### Given passage
Dear Jono,
I come to you with a question of social acceptability. You see, there is this boy. He is a senior, and I am a junior. We've gotten to know each other somewhat recently; we've been talking a lot and he has asked for my number. Friends (to whom I haven't told anything) have told me that he seems interested. Seems fine and dandy, right? Eh...not so much: he is an ex of my sister.
From that detail, I know all signs point to "NO DON'T DO IT!," but just hear me out. This happened two years ago. My sister was a senior (she's now away at college) and he was a sophomore. They had been friends, tried dating for about a month, and then she broke it off. They remained on friendly terms, and my sister has had two serious boyfriends since, one which she is currently dating. So, I face a dilemma. Should I stop things where they are and not allow it to become something more? Or go for it? I've only had one boyfriend, two years ago; chances like these do not come often for me. Please advise me.

### Data provided
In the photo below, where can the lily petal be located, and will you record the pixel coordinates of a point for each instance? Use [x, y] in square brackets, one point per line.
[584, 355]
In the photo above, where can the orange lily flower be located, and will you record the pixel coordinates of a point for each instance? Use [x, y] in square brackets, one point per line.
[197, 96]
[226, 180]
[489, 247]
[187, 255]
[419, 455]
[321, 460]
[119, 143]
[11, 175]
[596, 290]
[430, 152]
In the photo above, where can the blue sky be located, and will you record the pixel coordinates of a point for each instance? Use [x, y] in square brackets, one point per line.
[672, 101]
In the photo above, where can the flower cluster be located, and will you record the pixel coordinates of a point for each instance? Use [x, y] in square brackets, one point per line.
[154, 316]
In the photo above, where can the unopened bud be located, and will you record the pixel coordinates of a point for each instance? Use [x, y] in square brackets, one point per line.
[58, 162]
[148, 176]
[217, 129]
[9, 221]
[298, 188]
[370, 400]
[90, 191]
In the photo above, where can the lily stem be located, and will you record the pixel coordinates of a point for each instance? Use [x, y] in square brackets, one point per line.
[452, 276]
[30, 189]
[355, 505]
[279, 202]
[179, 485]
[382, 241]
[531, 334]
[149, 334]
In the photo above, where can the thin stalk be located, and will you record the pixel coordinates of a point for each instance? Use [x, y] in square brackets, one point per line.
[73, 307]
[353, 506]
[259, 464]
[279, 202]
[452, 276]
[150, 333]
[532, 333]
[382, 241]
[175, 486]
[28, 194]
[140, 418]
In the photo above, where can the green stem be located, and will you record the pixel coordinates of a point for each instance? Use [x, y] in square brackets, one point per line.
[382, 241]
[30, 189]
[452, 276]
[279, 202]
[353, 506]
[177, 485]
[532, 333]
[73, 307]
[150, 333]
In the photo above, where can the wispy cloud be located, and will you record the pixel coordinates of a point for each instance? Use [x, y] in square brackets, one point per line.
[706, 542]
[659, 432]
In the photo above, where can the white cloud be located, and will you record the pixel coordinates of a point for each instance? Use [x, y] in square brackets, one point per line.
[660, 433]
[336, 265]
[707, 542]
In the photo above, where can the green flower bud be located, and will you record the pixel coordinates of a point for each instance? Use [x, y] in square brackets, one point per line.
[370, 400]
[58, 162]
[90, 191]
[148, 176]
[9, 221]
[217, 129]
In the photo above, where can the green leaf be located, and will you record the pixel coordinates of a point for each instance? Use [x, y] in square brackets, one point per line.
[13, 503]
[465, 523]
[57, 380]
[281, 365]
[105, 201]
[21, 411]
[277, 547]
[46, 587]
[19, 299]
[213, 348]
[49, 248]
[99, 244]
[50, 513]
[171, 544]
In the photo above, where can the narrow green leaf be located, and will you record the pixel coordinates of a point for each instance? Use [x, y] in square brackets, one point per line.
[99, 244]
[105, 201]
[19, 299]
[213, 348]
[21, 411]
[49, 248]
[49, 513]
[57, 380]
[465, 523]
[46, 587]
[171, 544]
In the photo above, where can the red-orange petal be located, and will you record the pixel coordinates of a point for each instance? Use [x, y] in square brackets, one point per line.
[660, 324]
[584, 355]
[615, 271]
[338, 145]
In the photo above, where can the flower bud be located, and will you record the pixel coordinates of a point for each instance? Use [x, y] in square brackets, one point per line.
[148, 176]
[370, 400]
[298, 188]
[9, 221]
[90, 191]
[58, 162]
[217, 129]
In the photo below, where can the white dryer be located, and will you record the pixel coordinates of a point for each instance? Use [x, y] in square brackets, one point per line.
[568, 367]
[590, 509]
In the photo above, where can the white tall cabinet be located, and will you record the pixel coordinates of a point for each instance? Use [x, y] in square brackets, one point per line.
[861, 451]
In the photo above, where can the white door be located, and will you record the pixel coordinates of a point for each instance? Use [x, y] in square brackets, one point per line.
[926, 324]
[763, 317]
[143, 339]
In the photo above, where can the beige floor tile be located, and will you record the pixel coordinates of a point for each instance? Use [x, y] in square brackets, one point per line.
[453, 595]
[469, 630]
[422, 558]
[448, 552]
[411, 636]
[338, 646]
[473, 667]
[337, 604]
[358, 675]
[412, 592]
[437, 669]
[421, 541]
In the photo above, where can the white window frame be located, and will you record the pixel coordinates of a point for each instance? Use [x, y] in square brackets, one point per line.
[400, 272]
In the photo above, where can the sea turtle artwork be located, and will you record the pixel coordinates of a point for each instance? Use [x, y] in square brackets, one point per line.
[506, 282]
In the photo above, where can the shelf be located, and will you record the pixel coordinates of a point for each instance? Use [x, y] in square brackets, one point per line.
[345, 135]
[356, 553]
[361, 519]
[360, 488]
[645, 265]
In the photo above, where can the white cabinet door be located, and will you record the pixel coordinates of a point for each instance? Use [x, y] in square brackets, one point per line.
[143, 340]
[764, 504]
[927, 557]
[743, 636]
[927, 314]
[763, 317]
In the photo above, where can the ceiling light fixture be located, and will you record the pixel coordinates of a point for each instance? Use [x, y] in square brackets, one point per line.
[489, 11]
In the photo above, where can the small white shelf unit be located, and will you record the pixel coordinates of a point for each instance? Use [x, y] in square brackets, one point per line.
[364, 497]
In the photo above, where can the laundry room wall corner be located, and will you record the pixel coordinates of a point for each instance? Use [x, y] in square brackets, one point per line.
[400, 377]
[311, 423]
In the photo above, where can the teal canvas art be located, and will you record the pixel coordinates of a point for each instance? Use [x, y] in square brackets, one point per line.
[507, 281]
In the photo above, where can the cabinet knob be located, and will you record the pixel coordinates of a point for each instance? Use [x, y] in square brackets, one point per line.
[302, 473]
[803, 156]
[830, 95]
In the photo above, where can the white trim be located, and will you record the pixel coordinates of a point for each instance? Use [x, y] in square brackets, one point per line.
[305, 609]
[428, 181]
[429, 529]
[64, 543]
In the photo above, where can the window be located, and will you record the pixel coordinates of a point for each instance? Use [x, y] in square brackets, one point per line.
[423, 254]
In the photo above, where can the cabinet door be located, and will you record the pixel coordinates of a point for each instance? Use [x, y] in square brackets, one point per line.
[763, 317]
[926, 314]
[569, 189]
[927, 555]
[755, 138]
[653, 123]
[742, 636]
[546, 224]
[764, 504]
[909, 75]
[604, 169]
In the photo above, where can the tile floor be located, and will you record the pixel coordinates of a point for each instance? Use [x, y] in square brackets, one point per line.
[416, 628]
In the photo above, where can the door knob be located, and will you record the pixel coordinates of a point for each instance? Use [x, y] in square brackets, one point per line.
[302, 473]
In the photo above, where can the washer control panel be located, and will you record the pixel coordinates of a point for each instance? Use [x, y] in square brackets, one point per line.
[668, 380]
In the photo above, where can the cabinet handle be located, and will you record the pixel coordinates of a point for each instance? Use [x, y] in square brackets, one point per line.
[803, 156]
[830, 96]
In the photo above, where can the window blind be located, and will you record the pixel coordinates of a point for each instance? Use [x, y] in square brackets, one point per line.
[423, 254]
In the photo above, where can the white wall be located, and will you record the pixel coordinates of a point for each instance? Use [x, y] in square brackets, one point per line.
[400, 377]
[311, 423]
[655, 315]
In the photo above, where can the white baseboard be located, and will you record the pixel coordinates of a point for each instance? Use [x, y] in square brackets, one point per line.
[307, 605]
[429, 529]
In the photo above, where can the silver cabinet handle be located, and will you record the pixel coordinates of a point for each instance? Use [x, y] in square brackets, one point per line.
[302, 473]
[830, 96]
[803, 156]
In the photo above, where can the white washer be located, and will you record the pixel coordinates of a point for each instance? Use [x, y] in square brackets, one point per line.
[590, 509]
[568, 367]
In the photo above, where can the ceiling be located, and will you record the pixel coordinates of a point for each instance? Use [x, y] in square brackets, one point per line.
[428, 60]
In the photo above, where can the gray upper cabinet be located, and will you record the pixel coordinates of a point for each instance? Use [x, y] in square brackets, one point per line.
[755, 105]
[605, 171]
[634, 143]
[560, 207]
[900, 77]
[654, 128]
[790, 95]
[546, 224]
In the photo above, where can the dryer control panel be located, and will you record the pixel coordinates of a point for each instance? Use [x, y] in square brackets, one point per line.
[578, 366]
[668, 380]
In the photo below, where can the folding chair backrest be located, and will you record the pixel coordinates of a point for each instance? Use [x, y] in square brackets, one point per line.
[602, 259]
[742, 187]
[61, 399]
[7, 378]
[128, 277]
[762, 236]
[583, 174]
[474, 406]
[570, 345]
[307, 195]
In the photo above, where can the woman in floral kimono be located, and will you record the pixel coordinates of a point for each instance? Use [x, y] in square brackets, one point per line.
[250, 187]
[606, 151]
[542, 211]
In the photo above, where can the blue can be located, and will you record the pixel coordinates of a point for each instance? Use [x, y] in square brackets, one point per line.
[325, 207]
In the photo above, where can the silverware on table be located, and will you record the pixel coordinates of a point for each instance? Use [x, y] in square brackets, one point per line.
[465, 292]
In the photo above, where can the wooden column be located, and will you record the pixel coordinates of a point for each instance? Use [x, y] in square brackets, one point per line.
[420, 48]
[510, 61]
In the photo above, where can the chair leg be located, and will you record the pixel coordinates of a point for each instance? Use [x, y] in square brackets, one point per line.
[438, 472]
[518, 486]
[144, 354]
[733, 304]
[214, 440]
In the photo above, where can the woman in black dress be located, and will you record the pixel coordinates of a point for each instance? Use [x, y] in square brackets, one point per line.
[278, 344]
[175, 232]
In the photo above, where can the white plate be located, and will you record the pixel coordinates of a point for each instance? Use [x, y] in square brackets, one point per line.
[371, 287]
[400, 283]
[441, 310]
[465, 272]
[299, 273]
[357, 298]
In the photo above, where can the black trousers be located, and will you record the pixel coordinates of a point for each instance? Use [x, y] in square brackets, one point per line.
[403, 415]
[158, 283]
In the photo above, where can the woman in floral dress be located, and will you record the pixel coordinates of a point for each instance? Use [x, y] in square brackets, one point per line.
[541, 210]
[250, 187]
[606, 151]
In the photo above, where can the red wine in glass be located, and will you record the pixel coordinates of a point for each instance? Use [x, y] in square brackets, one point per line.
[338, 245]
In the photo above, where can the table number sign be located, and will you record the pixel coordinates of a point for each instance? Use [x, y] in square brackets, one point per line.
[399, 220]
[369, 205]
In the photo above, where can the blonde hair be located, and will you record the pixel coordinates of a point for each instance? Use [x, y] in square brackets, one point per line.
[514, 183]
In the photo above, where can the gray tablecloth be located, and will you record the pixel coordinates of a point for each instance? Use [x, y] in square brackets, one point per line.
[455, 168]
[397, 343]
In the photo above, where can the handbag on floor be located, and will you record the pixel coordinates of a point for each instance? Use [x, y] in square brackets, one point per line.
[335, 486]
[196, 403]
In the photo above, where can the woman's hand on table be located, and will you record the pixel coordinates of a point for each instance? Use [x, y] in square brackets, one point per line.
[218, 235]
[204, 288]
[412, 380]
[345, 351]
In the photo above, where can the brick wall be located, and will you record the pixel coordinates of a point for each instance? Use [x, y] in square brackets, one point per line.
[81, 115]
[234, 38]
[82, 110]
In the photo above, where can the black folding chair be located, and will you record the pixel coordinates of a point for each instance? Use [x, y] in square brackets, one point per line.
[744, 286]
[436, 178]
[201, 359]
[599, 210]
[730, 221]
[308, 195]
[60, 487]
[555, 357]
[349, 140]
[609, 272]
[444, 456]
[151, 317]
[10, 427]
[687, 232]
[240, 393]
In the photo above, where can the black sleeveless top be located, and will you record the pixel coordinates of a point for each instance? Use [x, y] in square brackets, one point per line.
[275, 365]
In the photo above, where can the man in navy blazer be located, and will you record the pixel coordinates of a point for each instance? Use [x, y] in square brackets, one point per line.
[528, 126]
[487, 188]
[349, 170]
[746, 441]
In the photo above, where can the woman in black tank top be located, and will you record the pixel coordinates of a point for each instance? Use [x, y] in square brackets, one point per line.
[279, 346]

### To be done
(1) Repeat the part of the advice letter between "From that detail, I" and "Please advise me.", inclusive.
(2) Name every school class standing, such as a grade level, that the advice letter mentions.
(3) Do these statements agree with the advice letter? Answer yes or no for each, quoting the words that decide it.
(a) The writer's sister and the boy dated for about a month.
(b) The writer has told friends about the boy.
(c) The writer's sister is currently single.
You can set the material aside; none of it is needed.

### Answers to the exercises
(1)
From that detail, I know all signs point to "NO DON'T DO IT!," but just hear me out. This happened two years ago. My sister was a senior (she's now away at college) and he was a sophomore. They had been friends, tried dating for about a month, and then she broke it off. They remained on friendly terms, and my sister has had two serious boyfriends since, one which she is currently dating. So, I face a dilemma. Should I stop things where they are and not allow it to become something more? Or go for it? I've only had one boyfriend, two years ago; chances like these do not come often for me. Please advise me.

(2) senior, junior, sophomore

(3)
(a) Yes: "tried dating for about a month"
(b) No: "Friends (to whom I haven't told anything)"
(c) No: "one which she is currently dating"